## Exercise details
In the entries below, count each line where "corners" appears. Give the total and nothing more.

## Saved entries
* * *

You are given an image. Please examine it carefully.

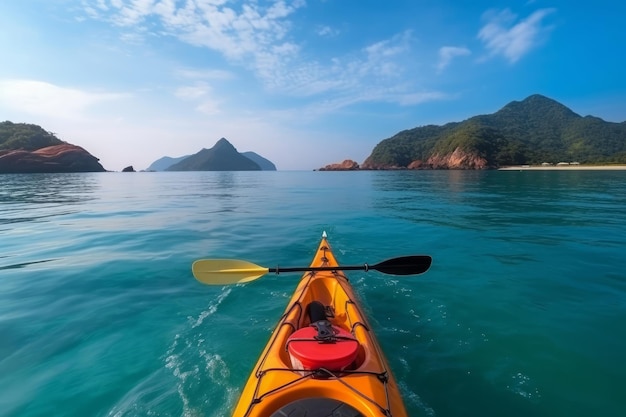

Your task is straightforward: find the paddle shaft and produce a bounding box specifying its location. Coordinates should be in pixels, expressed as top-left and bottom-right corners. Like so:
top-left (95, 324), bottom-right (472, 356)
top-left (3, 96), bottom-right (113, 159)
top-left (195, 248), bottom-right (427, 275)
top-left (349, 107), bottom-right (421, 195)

top-left (269, 265), bottom-right (371, 273)
top-left (269, 256), bottom-right (431, 276)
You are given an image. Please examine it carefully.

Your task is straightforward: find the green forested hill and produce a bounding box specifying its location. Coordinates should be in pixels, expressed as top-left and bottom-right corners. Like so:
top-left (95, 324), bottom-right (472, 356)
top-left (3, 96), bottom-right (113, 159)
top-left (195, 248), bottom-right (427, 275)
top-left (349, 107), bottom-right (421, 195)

top-left (363, 95), bottom-right (626, 168)
top-left (0, 121), bottom-right (64, 150)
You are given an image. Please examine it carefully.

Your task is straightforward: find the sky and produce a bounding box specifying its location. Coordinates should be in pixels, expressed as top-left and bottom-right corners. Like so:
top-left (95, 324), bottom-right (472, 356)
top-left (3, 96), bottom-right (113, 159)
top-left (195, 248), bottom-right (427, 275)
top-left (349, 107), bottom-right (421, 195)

top-left (1, 0), bottom-right (625, 171)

* * *

## Completed task
3